> MATERIAL
------

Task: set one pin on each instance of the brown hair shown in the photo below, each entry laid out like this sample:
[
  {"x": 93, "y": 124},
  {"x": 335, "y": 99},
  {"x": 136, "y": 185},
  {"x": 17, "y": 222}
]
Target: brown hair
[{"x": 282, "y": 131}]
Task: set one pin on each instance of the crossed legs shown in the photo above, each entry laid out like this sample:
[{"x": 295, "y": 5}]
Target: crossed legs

------

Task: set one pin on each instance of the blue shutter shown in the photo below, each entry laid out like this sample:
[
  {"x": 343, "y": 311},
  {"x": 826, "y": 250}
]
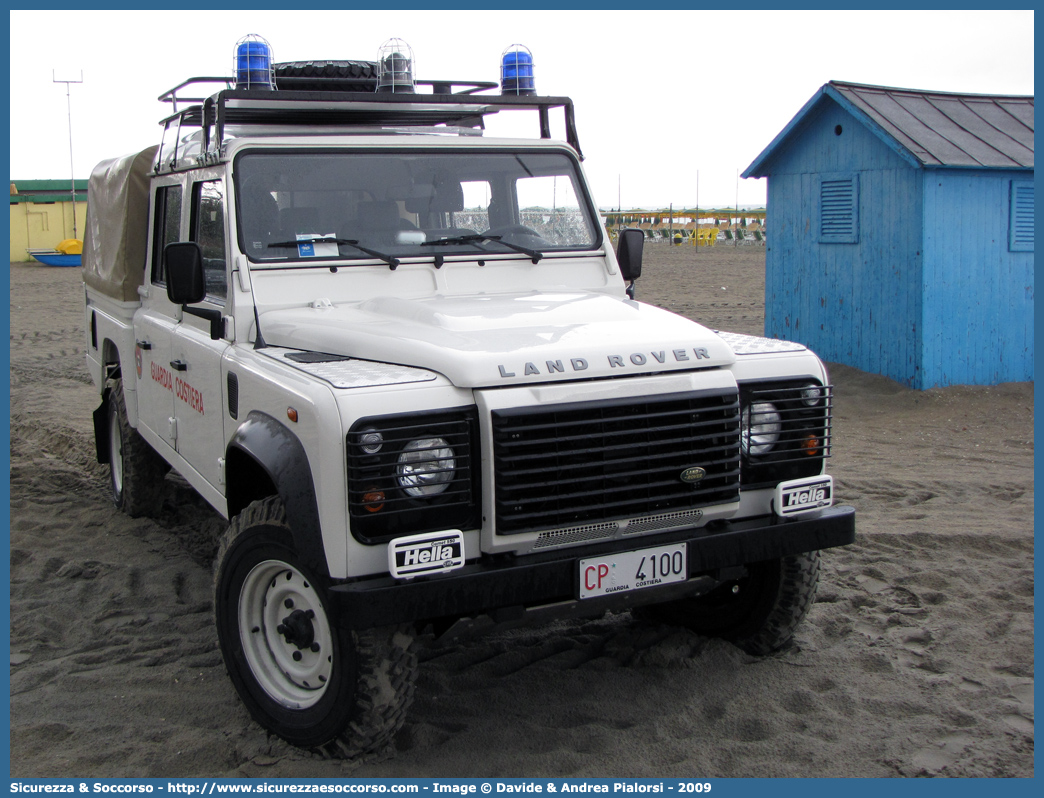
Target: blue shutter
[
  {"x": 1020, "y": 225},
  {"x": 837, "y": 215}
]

------

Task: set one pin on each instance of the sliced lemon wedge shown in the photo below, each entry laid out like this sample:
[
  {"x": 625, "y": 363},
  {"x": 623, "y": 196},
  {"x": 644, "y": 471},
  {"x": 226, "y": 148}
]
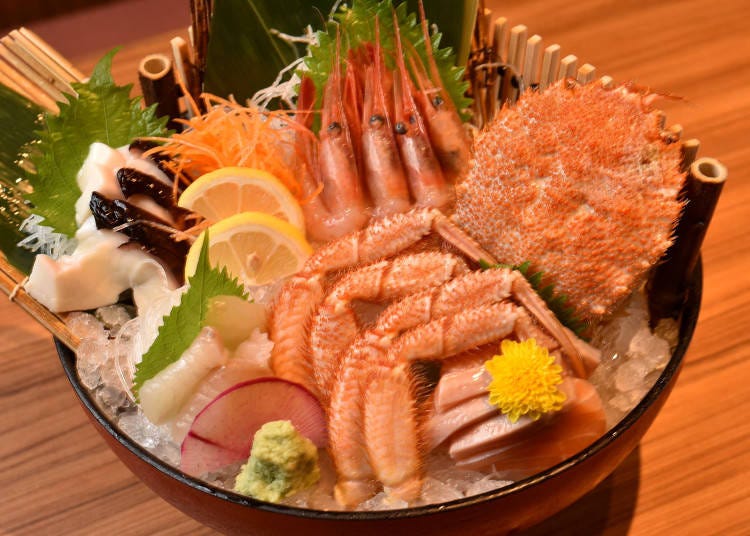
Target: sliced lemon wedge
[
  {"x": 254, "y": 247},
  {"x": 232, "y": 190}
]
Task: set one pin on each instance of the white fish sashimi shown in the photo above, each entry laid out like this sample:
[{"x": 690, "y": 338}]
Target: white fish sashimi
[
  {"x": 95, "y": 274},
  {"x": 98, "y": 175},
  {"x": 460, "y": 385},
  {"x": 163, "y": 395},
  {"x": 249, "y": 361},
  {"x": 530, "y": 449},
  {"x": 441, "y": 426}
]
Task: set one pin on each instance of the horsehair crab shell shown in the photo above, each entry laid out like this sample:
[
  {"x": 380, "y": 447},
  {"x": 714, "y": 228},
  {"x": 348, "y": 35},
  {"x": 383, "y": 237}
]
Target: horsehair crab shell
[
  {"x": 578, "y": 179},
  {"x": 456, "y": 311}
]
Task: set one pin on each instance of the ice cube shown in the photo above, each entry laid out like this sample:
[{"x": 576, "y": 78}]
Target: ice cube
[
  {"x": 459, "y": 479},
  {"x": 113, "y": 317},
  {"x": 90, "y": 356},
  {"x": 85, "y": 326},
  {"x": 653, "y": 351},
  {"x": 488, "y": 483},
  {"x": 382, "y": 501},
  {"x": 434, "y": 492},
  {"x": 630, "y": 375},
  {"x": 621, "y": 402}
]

------

> WHAT IS REQUIRED
Could you gather every line from the items above that contains the word "wedge"?

> TASK ANSWER
Task: set one pin on each instance of the sliced lemon wedge shown in the photo below, each entry laid out like this sample:
Target: sliced lemon wedge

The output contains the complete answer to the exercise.